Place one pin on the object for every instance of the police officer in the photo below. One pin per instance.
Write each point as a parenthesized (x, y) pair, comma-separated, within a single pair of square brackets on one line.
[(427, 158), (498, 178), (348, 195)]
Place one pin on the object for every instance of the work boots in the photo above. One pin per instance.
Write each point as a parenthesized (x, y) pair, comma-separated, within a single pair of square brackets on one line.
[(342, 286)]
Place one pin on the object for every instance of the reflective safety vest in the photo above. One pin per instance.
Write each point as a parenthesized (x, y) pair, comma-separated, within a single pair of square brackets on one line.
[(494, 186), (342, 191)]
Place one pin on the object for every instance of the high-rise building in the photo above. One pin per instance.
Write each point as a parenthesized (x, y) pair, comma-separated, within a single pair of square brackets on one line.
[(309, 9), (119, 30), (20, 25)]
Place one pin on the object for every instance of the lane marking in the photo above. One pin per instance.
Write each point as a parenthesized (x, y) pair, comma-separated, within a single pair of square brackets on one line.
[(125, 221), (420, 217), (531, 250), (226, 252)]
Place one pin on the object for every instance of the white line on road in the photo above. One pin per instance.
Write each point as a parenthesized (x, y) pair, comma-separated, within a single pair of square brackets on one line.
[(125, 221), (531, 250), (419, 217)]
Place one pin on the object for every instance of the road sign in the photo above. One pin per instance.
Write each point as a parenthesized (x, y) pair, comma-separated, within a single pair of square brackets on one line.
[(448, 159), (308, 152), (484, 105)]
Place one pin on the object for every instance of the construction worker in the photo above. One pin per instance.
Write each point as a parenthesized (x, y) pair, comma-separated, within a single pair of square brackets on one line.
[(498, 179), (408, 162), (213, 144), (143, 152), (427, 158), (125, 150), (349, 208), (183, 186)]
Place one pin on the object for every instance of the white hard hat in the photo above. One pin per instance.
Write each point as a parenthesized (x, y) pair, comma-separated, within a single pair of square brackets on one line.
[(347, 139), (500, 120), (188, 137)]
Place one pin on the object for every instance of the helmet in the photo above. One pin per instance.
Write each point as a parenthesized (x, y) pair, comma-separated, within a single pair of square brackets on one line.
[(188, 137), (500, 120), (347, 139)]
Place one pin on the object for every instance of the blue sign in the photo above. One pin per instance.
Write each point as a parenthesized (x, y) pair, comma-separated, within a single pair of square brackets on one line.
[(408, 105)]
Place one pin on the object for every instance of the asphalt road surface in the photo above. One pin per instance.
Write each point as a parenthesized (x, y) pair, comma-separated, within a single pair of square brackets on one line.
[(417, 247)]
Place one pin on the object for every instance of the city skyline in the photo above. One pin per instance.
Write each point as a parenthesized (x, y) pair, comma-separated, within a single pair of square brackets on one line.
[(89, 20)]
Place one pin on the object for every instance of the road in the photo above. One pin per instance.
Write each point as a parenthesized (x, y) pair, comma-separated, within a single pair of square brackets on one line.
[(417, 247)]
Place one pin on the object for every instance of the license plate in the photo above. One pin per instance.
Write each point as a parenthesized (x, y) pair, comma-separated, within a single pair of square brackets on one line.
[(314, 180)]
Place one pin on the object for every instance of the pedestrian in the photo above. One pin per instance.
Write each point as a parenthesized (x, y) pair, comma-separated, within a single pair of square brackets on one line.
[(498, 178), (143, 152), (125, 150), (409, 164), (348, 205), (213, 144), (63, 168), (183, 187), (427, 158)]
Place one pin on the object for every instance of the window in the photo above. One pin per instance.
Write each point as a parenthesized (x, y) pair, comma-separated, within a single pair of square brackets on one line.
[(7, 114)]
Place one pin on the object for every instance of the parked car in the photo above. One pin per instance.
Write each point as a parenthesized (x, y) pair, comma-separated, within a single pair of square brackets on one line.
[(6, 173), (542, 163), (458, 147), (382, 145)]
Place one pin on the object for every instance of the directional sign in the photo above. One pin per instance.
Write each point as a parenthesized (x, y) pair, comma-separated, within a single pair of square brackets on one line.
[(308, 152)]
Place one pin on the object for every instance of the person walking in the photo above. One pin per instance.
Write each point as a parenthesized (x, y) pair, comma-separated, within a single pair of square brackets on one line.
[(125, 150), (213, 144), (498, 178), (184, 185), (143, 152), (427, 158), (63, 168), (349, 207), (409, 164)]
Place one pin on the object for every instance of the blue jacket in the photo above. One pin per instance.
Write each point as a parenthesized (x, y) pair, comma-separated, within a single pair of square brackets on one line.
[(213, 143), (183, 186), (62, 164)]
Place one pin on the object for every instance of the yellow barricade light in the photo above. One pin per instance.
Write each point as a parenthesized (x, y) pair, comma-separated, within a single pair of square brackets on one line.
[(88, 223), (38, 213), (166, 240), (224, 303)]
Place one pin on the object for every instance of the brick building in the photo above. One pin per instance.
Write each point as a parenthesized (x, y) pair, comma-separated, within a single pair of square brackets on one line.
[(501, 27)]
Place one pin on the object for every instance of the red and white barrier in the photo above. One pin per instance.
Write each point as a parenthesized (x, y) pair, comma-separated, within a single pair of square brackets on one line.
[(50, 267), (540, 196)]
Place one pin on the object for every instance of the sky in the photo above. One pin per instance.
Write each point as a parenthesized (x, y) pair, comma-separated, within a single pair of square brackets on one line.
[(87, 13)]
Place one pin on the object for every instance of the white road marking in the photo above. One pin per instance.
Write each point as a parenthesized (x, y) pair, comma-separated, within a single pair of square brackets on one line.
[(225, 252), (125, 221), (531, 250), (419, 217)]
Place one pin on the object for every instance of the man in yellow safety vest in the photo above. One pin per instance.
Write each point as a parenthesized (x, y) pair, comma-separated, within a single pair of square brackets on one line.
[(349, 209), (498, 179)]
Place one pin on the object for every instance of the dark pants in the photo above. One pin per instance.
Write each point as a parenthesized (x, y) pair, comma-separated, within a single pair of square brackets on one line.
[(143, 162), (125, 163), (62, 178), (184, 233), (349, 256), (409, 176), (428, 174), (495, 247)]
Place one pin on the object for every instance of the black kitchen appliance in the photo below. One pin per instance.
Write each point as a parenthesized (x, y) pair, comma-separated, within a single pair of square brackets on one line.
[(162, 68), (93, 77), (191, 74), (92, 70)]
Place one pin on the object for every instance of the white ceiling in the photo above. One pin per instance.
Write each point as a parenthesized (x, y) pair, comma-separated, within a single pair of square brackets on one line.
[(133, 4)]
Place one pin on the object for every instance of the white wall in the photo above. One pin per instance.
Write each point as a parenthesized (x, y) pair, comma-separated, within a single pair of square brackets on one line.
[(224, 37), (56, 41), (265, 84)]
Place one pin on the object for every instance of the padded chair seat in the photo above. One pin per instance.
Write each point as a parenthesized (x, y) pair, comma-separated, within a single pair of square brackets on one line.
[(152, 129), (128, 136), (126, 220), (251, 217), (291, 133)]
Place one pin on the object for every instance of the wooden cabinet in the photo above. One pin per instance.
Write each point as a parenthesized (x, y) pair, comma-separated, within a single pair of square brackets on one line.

------------------------

What the exercise asks: Each record is to be repeated exactly.

Result:
Place one pin on the object for every instance of the police officer in the photo below. One pin per instance.
Write each point as a parenthesized (x, y) pair, comma-separated, within a single pair of square brackets on one line.
[(427, 158), (498, 178), (348, 195)]
Place one pin on the object for every instance of the work boots in the photo above. One pin per instance.
Write each point as a parenthesized (x, y) pair, comma-separated, within a single pair of square brackets on one line.
[(342, 286)]
Place one pin on the object for every instance of the reflective safety vest in the photo above. One pin per instance.
Write each point as a parenthesized (x, y) pair, comma-separated, within a single pair of square brackets on one line.
[(494, 186), (342, 191)]
Place one pin on the object for every instance of the high-rise building in the photo above. One pin per instance.
Write each point as a parenthesized (x, y) pair, comma-separated, within a single pair of square brackets on one line.
[(309, 9), (119, 30), (20, 25)]
Place one pin on the object for every instance of the lane marking in the photo above. One pin per instance.
Write each point as a parenthesized (x, y) pair, comma-separated, within a single pair of square brackets on one line.
[(125, 221), (420, 217), (531, 250), (226, 252)]
Place one pin on the object for every instance of the white line on road in the photo above. One pin per instance.
Write each point as a parenthesized (x, y) pair, comma-separated, within a single pair of square brackets on one line.
[(125, 221), (531, 250), (419, 217)]
Place one pin on the object for every instance of the road sign in the photo above. One pin per instance.
Write each point as a parenthesized (x, y) pair, comma-separated, within a single pair of square brackets on one line.
[(448, 159), (308, 152), (484, 105)]
Place one pin on the object for every instance of the construction worker in the photo above. One pin per instance.
Write each point as a parenthesized (x, y) pair, comma-separated, within a single pair of square brackets on one line.
[(498, 179), (408, 162), (213, 144), (143, 152), (427, 158), (125, 150), (349, 208), (183, 186)]
Place one pin on the object for every instance of the white hard hat in the photo above. One pin per instance.
Write each point as a parenthesized (x, y) pair, comma-separated, within a single pair of square brackets on one line.
[(347, 139), (500, 120), (188, 137)]
Place one pin on the object for every instance of the helmet in the photo above. One pin per instance.
Write each point as a parenthesized (x, y) pair, comma-separated, within a single pair of square brackets on one line.
[(188, 137), (500, 120), (347, 139)]
Place one pin on the object for every instance of the blue sign in the photo above. One pin per instance.
Write each point as a parenthesized (x, y) pair, comma-separated, within a single pair of square brackets on one line.
[(408, 105)]
Place one pin on the object for every instance of the asphalt road surface in the photo above. One pin per instance.
Write each point as a parenthesized (x, y) pair, comma-separated, within a single pair of square brackets on one line.
[(417, 247)]
Place one pin on the object for every instance of the city skyline in the photo above. One pin per instance.
Write each point as a parenthesized (x, y) pair, comma-separated, within a single pair of square brackets on one line.
[(89, 20)]
Place one pin on the object for every instance of the road in the photo above. One pin per instance.
Write each point as a parenthesized (x, y) pair, comma-separated, within a single pair of square brackets on one line.
[(417, 247)]
Place one pin on the object for every instance of the license plate in the photo above. One pin per instance.
Write each point as a parenthesized (x, y) pair, comma-separated, within a single pair of square brackets on one line.
[(314, 180)]
Place one pin on the object for every instance of the pedestrian in the photo above. One pin per instance.
Write each point as a parenthesized (x, y) pair, comma-separated, within a single pair of square brackets on one line.
[(498, 178), (143, 152), (125, 150), (409, 164), (348, 205), (213, 144), (63, 168), (183, 187), (427, 158)]
Place one pin on the object for every instance of the window in the photo above. One pin per instance.
Write each point as a parenthesized (x, y) pair, comma-separated, within a single pair of square brackets on one line.
[(7, 114)]
Place one pin on the object for every instance of the parked car in the photo above. One pin per instance.
Write each point as a parenthesized (x, y) pair, comma-separated, within a single pair of square brackets on one line.
[(6, 173), (542, 163), (458, 147), (382, 145)]
Place one pin on the object for every instance of the directional sign in the photo above. One pin per instance.
Write each point as a parenthesized (x, y) pair, comma-separated, within a single pair of square brackets on one line.
[(308, 152)]
Place one pin on the object for every instance of the person walking in the photo above. One pin per instance.
Write each point as a parenthesized (x, y) pair, comma-separated, within a single pair of square brackets on one line.
[(125, 150), (213, 144), (498, 178), (184, 185), (143, 152), (427, 158), (63, 168), (349, 207), (409, 164)]
Place one pin on the object for every instance of the blue jacket in the photo above. One pin per instance.
Write each point as a parenthesized (x, y) pair, comma-separated, within a single pair of square brackets on one line.
[(213, 143), (183, 186), (62, 164)]
Place one pin on the object for every instance of the yellow barricade light in the photo above. One pin per instance.
Write each point as a parenthesized (x, y) pair, comma-separated, within a single pair of square brackets on one line.
[(88, 223), (38, 213), (166, 240), (224, 303)]
Place one pin on the object for every instance of the brick building in the photo above. One pin per instance.
Write each point as a parenthesized (x, y) pair, comma-separated, within a single pair of square brackets on one line.
[(501, 27)]
Place one pin on the object for every instance of the red and white barrier in the photo above. One pin per instance.
Write each point as a parenthesized (x, y) pair, comma-separated, within a single pair of square brackets on one line.
[(50, 267), (540, 196)]
Place one pin on the object for every instance of the sky in the photo above. One pin per instance.
Write each point as a parenthesized (x, y) pair, comma-separated, within a single pair of square brackets on one line.
[(87, 13)]
Place one pin on the object for every instance of the white road marking in the photo above. One pin per instance.
Write each point as a parenthesized (x, y) pair, comma-separated, within a single pair of square brackets on one line.
[(225, 252), (125, 221), (531, 250), (419, 217)]
Place one pin on the object for every instance of the man in yellow safety vest in the photo above. One pin per instance.
Write each point as a parenthesized (x, y) pair, comma-separated, within a single pair of square brackets on one line.
[(349, 209), (498, 179)]
Place one pin on the object for every instance of the dark pants in the photo above. One pin per instance.
Write each point as a parenthesized (x, y) pair, comma-separated, within a single pair of square brackets on one line.
[(143, 162), (125, 163), (62, 178), (184, 233), (349, 256), (409, 176), (428, 174), (495, 247)]
Place one pin on the object for every instance of the black kitchen appliance in the photo below. One pin per instance.
Write each point as a parenthesized (x, y) pair, comma-separated, within a single pair of square brackets on one line.
[(162, 68), (93, 77), (191, 74), (92, 70)]
Place one pin on the object for every instance of the white ceiling in the photo above. One pin per instance.
Write each point as a parenthesized (x, y) pair, comma-separated, within a single pair of square brackets on one line.
[(133, 4)]
Place one pin on the object for every instance of the white wall in the photo above. One pin per instance.
Write each point as a parenthesized (x, y) pair, comma-separated, within a single pair of square brackets on one line.
[(224, 37), (56, 41), (265, 84)]
Place one pin on the object for every instance of the padded chair seat in the photo above. One pin per instance.
Write each point as a parenthesized (x, y) pair, comma-separated, within a single pair of square brackets on one line.
[(152, 129), (128, 136), (126, 220), (251, 217), (291, 133)]
Place one pin on the object for every instance of the wooden cabinet in the photo above. One pin per instance.
Write each point as a parenthesized (x, y) pair, comma-separated, within a single pair of square brackets on one line.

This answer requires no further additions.